Your answer should be the lines below from the one holding "Target: distant cave entrance" through the one holding "Target: orange lichen on rock", copied exactly and with nothing else.
◇ ◇ ◇ ◇ ◇
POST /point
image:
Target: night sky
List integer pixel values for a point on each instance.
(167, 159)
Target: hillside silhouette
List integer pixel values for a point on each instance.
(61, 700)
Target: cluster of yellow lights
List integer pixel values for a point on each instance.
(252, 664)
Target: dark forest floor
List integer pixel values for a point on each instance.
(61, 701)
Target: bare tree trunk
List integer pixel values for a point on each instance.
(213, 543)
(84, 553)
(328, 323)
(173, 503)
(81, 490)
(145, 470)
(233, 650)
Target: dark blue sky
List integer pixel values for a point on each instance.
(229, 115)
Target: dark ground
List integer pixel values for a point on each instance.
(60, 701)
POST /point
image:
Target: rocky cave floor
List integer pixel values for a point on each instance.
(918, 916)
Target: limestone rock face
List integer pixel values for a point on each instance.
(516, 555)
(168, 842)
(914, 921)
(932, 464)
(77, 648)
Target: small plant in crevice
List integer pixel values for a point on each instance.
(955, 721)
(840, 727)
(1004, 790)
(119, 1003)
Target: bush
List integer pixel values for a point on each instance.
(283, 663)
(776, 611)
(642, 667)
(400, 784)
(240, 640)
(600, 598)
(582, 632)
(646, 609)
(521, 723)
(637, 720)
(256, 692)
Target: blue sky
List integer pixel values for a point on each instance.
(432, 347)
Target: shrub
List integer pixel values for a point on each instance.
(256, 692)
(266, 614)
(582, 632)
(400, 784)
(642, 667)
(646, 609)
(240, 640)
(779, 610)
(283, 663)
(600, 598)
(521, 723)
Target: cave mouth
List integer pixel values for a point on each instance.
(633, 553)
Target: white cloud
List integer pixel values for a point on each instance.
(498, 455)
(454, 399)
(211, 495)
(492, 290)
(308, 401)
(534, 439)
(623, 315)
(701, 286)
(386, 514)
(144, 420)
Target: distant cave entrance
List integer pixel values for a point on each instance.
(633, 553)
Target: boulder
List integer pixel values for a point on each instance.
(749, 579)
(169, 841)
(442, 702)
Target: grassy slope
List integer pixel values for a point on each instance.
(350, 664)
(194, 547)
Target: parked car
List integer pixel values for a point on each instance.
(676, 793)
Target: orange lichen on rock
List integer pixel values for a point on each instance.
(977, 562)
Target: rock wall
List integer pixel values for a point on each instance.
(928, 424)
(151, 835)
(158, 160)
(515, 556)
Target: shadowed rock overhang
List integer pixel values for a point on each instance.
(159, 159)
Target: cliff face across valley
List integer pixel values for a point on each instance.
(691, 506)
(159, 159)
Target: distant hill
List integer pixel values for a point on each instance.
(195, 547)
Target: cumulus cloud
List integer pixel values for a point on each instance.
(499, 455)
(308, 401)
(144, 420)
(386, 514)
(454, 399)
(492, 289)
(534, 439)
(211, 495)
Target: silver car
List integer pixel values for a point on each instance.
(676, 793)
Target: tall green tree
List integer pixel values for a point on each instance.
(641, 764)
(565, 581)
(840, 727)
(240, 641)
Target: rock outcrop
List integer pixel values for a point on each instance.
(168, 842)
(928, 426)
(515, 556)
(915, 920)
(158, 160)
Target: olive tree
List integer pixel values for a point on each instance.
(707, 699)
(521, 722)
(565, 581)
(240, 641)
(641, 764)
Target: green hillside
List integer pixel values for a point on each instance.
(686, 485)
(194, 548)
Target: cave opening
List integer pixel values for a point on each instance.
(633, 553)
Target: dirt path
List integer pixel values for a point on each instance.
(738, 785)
◇ ◇ ◇ ◇ ◇
Solution for this exercise:
Target: distant cave entrance
List integer pixel values for a point on each instance.
(633, 553)
Target: boulder
List integer pixel values for a point on each instance.
(749, 579)
(169, 841)
(442, 702)
Target: grassy slope
List integer pixel values for a point on each instance.
(350, 664)
(194, 547)
Target: parked car
List integer pixel values for a point on each instance.
(676, 793)
Target: orange lichen on rock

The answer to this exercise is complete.